### OBJECTIVE
From the records below, give back only the lines between the one holding "of the stove" and the one holding "[[489, 182]]", inclusive, with "control panel" replaced by "control knobs" wherever it appears and everything else unchanged.

### ENTRIES SUPPLIED
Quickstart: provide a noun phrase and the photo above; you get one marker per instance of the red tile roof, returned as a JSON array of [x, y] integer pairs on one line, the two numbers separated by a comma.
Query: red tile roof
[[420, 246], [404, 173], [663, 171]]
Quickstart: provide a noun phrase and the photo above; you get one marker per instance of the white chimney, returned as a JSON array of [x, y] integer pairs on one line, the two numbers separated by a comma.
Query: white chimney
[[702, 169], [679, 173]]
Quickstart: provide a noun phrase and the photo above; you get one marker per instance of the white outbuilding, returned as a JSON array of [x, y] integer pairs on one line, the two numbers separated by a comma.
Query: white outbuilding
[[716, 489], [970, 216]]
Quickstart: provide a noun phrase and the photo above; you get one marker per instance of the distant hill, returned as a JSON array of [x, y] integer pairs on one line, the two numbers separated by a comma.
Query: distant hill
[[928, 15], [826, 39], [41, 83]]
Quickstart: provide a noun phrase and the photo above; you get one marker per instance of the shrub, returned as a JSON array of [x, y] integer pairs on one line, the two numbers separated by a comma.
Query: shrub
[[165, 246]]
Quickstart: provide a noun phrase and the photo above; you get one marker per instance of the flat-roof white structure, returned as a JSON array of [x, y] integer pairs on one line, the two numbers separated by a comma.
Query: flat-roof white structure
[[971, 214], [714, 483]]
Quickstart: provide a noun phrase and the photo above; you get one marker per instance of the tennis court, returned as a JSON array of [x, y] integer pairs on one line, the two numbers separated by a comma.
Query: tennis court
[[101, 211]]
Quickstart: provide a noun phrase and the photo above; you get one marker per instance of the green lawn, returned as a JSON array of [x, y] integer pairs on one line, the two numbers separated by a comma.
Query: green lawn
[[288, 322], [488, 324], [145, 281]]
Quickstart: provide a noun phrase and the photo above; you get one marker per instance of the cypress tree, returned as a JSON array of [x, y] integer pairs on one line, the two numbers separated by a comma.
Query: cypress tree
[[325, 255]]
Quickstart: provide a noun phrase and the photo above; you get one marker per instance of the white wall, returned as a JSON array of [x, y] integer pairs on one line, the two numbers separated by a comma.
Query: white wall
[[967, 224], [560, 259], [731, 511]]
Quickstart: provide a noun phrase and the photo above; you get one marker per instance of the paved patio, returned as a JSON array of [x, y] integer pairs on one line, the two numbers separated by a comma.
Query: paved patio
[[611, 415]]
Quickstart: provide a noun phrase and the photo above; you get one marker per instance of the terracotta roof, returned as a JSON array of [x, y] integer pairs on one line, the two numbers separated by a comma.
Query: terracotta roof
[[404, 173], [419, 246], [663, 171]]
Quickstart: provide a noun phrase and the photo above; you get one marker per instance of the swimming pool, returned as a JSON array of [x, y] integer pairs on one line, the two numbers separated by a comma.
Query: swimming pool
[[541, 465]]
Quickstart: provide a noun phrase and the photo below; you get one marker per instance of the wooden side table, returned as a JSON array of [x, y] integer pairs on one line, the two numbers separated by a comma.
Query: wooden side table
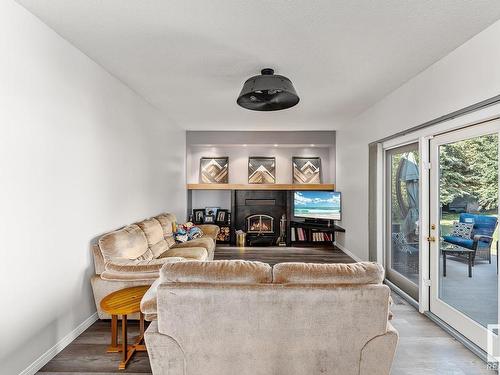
[[125, 302]]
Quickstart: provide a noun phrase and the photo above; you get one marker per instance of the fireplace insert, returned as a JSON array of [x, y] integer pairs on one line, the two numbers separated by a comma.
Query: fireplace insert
[[260, 223]]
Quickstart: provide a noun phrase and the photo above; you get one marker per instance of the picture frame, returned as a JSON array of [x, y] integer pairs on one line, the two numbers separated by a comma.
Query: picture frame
[[214, 170], [306, 170], [198, 216], [261, 170], [222, 216]]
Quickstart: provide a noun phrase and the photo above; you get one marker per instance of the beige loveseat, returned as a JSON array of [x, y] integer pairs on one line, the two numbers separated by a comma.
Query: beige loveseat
[[246, 318], [134, 254]]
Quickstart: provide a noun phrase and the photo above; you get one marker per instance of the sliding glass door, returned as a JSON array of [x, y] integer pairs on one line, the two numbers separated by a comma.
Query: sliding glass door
[[464, 199], [402, 218]]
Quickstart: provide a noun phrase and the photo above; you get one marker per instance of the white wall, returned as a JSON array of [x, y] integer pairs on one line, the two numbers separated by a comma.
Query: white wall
[[466, 76], [80, 154]]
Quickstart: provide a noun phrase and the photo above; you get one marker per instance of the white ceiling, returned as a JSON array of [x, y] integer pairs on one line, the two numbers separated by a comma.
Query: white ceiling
[[190, 58]]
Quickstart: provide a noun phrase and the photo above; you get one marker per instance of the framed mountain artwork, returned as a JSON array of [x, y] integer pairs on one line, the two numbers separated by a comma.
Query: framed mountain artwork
[[214, 170], [306, 170], [261, 170]]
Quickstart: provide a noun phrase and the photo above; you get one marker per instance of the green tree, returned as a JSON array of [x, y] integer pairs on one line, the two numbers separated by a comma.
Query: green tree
[[469, 168]]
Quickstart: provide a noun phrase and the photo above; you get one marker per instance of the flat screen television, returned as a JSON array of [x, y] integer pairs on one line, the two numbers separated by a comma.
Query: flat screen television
[[323, 205]]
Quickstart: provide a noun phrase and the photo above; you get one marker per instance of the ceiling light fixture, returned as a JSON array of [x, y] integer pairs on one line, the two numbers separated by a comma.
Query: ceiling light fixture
[[267, 92]]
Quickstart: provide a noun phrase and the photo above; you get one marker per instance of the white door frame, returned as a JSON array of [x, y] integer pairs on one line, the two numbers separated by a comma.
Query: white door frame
[[462, 323], [423, 136]]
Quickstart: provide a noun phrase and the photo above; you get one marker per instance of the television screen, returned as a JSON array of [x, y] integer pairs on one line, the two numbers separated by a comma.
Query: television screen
[[317, 205]]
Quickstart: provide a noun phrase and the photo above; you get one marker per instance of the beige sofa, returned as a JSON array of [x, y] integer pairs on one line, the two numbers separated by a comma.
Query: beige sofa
[[245, 318], [134, 254]]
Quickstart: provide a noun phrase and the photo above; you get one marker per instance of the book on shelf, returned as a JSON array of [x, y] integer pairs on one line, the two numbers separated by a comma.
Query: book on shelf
[[303, 234]]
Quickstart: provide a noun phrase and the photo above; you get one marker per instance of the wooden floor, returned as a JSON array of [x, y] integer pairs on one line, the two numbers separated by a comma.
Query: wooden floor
[[424, 348]]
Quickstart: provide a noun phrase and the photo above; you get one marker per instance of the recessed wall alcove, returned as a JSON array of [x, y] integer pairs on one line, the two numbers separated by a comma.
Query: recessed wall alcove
[[238, 146]]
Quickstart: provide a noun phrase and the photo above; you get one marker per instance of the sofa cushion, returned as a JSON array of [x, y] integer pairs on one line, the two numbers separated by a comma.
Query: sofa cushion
[[126, 243], [197, 253], [205, 242], [167, 222], [218, 271], [122, 269], [154, 234], [313, 273]]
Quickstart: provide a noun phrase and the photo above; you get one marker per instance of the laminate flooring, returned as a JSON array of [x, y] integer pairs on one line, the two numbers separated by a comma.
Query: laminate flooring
[[424, 348]]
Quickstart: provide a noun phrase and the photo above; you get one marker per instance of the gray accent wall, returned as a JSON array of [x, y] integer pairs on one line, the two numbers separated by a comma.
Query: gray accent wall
[[238, 146]]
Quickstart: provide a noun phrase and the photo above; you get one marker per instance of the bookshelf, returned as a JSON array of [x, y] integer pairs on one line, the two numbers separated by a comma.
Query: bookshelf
[[311, 234]]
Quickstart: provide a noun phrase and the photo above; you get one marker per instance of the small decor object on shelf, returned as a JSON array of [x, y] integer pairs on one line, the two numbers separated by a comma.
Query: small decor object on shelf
[[186, 232], [222, 216], [261, 170], [306, 170], [241, 238], [281, 240], [211, 211], [198, 216], [214, 170], [224, 234]]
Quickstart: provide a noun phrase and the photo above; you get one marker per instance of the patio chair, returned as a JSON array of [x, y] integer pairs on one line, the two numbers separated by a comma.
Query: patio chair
[[481, 235]]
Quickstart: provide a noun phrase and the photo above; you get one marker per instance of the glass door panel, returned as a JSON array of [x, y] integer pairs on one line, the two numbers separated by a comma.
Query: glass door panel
[[402, 217], [464, 214]]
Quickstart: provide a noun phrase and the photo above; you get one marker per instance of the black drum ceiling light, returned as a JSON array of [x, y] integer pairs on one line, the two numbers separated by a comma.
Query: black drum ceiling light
[[267, 92]]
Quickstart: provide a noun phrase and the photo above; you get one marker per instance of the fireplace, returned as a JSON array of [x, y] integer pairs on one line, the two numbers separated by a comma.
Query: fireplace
[[260, 223], [257, 212]]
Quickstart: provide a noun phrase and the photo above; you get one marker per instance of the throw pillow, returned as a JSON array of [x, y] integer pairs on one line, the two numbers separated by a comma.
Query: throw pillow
[[187, 231], [462, 230]]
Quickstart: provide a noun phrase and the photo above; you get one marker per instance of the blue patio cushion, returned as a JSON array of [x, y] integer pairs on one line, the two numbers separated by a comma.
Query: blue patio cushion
[[483, 224], [464, 242]]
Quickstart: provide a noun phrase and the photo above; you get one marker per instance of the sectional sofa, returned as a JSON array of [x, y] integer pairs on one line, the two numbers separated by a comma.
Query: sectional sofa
[[246, 318], [134, 254]]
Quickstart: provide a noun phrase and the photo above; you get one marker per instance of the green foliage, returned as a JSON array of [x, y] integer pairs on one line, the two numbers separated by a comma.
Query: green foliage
[[469, 168]]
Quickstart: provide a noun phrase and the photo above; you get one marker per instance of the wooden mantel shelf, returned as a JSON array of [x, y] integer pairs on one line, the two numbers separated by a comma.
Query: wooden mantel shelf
[[261, 187]]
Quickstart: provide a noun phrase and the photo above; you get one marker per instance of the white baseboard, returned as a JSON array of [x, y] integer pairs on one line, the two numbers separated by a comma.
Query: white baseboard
[[57, 348], [353, 256]]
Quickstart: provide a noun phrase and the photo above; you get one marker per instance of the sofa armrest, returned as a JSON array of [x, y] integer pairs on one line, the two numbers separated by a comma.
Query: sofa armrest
[[149, 302], [99, 262], [210, 230], [378, 353]]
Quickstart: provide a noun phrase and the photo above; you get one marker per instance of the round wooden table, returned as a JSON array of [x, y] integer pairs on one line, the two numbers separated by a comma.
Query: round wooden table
[[125, 302]]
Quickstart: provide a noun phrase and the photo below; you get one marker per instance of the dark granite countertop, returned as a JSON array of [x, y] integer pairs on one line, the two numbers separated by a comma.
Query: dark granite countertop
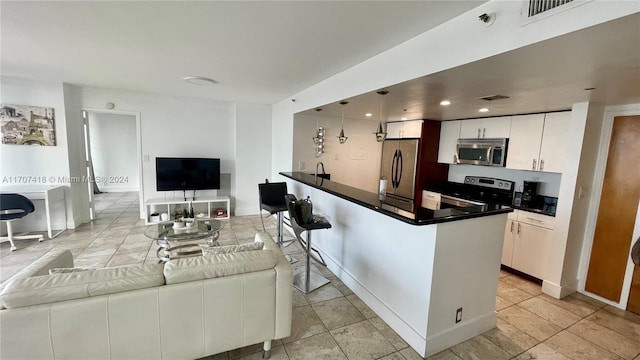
[[371, 201]]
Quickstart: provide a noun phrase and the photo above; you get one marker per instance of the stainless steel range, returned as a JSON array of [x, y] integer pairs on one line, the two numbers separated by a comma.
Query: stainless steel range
[[481, 190]]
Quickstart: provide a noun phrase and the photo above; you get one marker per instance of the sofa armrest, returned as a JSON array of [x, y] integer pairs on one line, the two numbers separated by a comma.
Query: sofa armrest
[[284, 286], [52, 259]]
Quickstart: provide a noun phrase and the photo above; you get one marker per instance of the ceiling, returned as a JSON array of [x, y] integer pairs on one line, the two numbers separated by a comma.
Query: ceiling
[[258, 51], [546, 76]]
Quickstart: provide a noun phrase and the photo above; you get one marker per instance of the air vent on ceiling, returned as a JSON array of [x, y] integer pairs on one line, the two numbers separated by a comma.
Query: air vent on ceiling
[[494, 97], [539, 6]]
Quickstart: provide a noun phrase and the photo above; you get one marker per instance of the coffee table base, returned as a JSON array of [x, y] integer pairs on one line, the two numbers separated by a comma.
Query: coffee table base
[[315, 281]]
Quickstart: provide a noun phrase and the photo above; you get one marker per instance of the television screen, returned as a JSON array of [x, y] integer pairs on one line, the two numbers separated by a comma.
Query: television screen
[[187, 174]]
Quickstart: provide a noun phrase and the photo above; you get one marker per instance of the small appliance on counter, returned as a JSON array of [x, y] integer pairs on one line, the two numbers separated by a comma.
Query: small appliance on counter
[[529, 192]]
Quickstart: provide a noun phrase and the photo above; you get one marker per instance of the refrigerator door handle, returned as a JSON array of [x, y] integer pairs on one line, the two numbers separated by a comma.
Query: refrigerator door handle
[[400, 166], [394, 170]]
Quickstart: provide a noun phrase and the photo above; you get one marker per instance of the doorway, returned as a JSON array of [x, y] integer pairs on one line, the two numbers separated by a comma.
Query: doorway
[[113, 154], [610, 273]]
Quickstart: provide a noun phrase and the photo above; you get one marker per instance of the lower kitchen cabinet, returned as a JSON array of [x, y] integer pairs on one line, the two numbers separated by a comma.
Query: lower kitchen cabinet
[[527, 242]]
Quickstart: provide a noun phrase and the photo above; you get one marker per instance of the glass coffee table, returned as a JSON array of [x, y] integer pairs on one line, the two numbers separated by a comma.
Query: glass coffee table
[[184, 241]]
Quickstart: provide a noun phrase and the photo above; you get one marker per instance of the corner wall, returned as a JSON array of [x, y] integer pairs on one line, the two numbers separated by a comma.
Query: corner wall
[[174, 126]]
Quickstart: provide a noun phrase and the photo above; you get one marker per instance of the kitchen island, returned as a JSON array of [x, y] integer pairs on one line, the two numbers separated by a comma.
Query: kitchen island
[[416, 271]]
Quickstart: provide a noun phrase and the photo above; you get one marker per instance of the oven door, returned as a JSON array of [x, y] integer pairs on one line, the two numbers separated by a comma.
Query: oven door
[[475, 154]]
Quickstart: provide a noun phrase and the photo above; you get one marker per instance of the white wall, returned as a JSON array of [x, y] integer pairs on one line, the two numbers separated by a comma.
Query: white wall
[[114, 151], [78, 197], [252, 154], [355, 163], [174, 126]]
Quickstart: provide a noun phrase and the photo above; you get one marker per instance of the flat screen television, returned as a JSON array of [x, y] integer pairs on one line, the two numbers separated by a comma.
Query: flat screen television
[[187, 174]]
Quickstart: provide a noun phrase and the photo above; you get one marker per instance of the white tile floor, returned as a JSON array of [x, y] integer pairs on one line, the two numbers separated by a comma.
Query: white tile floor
[[333, 323]]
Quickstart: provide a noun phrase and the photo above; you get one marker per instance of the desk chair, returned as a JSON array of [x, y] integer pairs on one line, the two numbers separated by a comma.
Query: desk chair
[[272, 200], [308, 281], [14, 207]]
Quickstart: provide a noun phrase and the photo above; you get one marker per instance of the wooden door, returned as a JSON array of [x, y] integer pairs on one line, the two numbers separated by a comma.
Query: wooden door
[[617, 211], [633, 304]]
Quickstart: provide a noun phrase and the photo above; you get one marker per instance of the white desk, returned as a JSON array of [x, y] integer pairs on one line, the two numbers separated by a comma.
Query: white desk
[[53, 195]]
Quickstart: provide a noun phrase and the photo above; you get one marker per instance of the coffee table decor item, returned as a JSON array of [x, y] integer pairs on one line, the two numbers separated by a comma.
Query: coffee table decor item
[[185, 237]]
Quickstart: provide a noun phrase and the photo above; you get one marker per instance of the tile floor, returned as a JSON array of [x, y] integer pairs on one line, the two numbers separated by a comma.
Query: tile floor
[[333, 323]]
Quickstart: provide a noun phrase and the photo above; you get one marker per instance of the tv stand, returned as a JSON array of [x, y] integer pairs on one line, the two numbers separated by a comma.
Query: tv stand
[[206, 206]]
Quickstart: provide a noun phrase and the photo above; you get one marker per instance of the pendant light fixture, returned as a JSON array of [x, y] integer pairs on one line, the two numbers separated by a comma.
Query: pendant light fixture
[[342, 139], [318, 139], [380, 134]]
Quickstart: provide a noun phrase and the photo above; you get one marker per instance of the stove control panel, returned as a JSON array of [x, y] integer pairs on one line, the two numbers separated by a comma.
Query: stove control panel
[[489, 182]]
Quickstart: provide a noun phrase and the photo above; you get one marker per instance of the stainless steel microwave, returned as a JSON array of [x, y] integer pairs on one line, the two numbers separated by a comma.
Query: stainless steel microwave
[[490, 152]]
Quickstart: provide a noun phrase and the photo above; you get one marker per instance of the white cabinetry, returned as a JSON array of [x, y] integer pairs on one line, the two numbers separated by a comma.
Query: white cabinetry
[[554, 141], [449, 134], [538, 142], [524, 141], [495, 127], [207, 206], [404, 129], [527, 242]]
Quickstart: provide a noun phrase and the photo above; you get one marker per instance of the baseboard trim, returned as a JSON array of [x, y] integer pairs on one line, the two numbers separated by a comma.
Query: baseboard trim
[[559, 291], [463, 331]]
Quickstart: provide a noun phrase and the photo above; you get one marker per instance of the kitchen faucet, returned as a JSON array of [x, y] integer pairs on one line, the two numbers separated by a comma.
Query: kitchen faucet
[[321, 166]]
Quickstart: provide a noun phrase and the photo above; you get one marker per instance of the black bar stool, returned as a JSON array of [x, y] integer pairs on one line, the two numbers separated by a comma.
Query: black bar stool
[[272, 200], [308, 281]]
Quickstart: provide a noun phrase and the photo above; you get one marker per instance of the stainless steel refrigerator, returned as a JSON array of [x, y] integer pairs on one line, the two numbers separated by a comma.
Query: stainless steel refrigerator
[[399, 164]]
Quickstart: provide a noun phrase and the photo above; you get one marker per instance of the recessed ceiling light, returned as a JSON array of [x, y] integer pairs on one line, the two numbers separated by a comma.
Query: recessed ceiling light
[[199, 80]]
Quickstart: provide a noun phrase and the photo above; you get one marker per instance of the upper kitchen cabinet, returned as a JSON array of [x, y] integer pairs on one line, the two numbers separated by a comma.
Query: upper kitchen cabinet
[[538, 142], [554, 141], [524, 141], [495, 127], [449, 134], [404, 129]]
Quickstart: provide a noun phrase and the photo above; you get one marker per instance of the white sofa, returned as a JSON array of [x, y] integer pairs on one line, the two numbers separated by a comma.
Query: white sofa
[[185, 309]]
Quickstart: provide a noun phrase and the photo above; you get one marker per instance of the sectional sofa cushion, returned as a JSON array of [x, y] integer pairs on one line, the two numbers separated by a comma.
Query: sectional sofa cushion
[[219, 265], [213, 250], [67, 286]]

### SOLVED EXERCISE
Quickstart: provide a noun phrase and the photo above; you get one marker per instance of the stove control knobs, returned as a JSON array of [x, y] integer pairs on one line, the two numbers separated by a comma.
Query: stove control knobs
[[489, 182]]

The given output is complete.